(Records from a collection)
▬▬▬▬▬▬

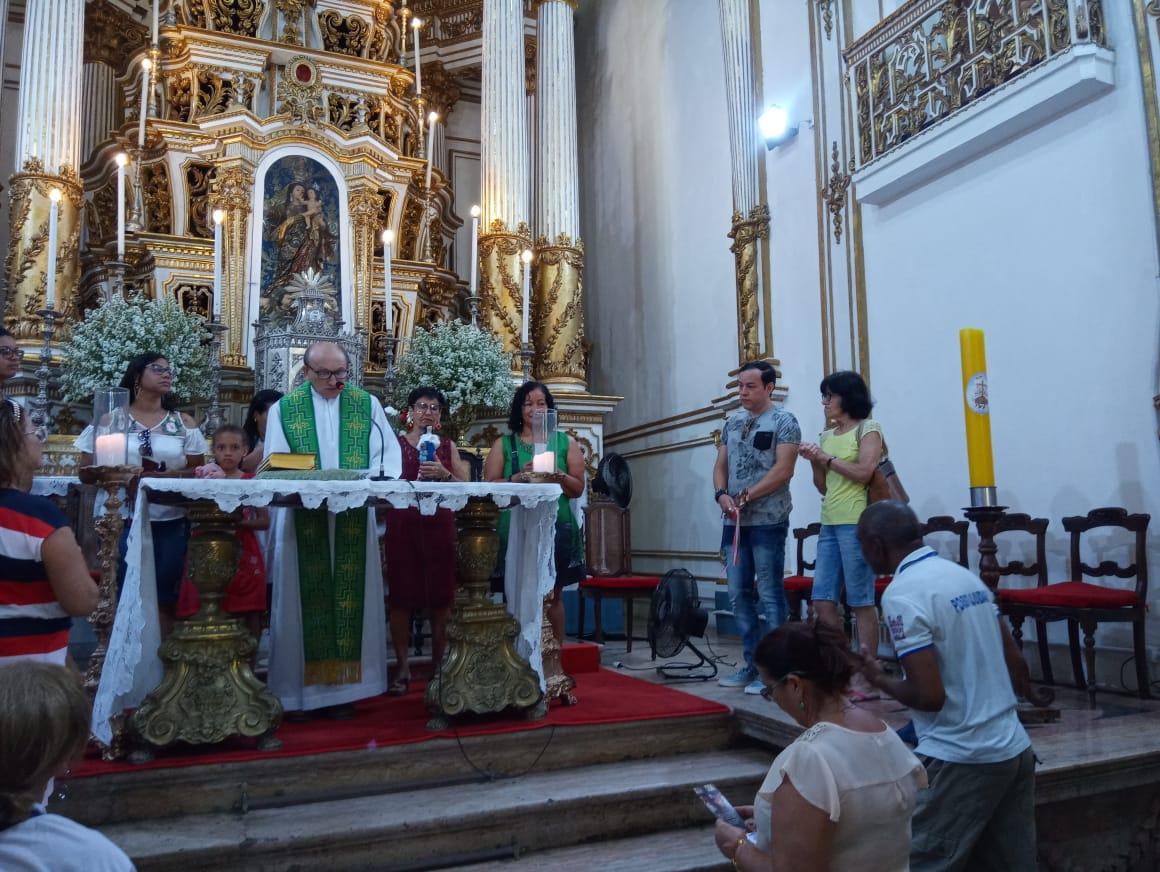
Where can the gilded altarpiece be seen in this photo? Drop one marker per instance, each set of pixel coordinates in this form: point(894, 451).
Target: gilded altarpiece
point(301, 232)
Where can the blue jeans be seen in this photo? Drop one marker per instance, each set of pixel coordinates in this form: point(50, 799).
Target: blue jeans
point(840, 562)
point(755, 578)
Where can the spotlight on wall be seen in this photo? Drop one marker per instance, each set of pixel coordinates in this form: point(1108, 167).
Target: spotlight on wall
point(775, 128)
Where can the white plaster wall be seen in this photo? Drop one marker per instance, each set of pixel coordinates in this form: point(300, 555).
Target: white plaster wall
point(655, 205)
point(1048, 244)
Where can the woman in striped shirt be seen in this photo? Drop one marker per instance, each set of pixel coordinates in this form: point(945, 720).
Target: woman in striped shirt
point(43, 578)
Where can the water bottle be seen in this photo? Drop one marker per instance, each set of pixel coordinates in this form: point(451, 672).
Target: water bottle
point(428, 444)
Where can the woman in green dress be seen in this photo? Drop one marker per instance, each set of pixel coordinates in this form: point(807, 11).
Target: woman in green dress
point(512, 453)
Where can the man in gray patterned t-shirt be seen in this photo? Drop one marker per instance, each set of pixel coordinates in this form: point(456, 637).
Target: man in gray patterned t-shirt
point(752, 476)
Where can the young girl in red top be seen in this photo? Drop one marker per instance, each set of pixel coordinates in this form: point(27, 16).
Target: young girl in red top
point(246, 594)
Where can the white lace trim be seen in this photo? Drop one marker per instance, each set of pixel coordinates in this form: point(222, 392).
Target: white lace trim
point(130, 674)
point(52, 485)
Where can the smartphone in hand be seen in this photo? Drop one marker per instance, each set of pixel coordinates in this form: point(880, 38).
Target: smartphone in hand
point(720, 807)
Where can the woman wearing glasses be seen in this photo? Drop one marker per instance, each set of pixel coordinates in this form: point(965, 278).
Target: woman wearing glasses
point(162, 441)
point(841, 796)
point(420, 550)
point(43, 578)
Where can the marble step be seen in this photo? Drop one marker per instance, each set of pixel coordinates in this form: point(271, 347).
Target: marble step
point(683, 850)
point(236, 786)
point(455, 825)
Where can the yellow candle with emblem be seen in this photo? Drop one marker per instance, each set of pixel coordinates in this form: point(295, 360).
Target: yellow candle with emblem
point(977, 412)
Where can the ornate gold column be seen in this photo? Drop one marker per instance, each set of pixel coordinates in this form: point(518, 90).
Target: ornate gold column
point(747, 234)
point(28, 247)
point(504, 171)
point(365, 205)
point(48, 145)
point(233, 187)
point(557, 298)
point(501, 299)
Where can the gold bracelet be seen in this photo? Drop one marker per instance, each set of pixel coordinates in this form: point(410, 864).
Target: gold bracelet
point(737, 851)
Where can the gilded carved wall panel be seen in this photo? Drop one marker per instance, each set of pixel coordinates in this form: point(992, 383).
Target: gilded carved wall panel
point(933, 58)
point(343, 34)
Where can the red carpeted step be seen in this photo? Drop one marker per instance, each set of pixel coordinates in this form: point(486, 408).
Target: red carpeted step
point(606, 697)
point(578, 658)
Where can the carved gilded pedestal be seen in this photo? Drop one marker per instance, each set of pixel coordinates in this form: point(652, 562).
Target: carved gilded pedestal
point(28, 247)
point(209, 692)
point(499, 282)
point(746, 233)
point(558, 322)
point(481, 671)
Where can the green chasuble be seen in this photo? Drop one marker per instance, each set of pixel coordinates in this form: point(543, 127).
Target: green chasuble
point(332, 596)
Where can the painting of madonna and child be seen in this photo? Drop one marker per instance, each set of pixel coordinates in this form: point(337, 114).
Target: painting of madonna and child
point(301, 222)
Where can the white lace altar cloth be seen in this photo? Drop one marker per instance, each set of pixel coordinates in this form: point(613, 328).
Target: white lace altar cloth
point(52, 485)
point(132, 667)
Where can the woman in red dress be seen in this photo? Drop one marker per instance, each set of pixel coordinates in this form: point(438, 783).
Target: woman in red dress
point(420, 551)
point(246, 594)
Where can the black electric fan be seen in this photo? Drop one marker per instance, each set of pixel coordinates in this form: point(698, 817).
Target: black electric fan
point(614, 480)
point(674, 617)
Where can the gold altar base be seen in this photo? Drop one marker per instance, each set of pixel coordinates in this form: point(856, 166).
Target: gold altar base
point(481, 671)
point(558, 322)
point(500, 285)
point(209, 692)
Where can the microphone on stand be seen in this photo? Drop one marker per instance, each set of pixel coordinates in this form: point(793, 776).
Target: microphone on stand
point(382, 455)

▬▬▬▬▬▬

• _Set task_
Rewrite the material from its start through the line containing "point(301, 232)", leaving the requests unchanged and multiplying only the pixel coordinates in the answer points by 0.7, rounded to whole numbers with halves going up. Leave the pictures out.

• _Exercise solution_
Where can the gilded altarpiece be seen in this photo? Drop one marker per instance, each set of pixel coordinates in this form: point(894, 451).
Target: gilded altarpiece
point(211, 162)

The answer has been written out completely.